Supplied records:

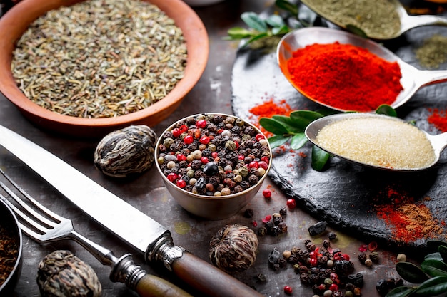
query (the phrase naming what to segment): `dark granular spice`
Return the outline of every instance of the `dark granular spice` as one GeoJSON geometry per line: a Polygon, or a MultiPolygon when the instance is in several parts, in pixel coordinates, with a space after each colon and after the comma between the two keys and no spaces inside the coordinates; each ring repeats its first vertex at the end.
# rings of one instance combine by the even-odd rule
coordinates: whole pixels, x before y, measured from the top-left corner
{"type": "Polygon", "coordinates": [[[164,176],[200,195],[244,191],[266,174],[271,162],[265,135],[231,115],[193,115],[160,138],[157,162],[164,176]]]}
{"type": "Polygon", "coordinates": [[[6,228],[0,226],[0,286],[14,269],[18,256],[17,239],[6,228]]]}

To do: Please swap "dark granular spice" for "ground black pepper" everywhere in the listing and write out its lines again with nothing else changed, leaving out the pictures.

Response to this exercise:
query (the phrase naming what to segment): `ground black pepper`
Return the outline of every instance of the `ground black pepper` as one GeoJSON geometry per line: a Polygon, or a MultiPolygon when the instance is in several parts, in pixel coordinates, with a space after each colon and after the comma between the two keys and no spaces inside the coordinates; each ring repeats its first vertex at the end.
# rings of one instance combine by the even-odd rule
coordinates: whole pixels, x before y, measured from the top-left corner
{"type": "Polygon", "coordinates": [[[164,176],[200,195],[244,191],[266,174],[271,162],[265,135],[231,115],[193,115],[160,138],[157,162],[164,176]]]}
{"type": "Polygon", "coordinates": [[[6,228],[0,226],[0,286],[14,269],[18,256],[17,239],[6,228]]]}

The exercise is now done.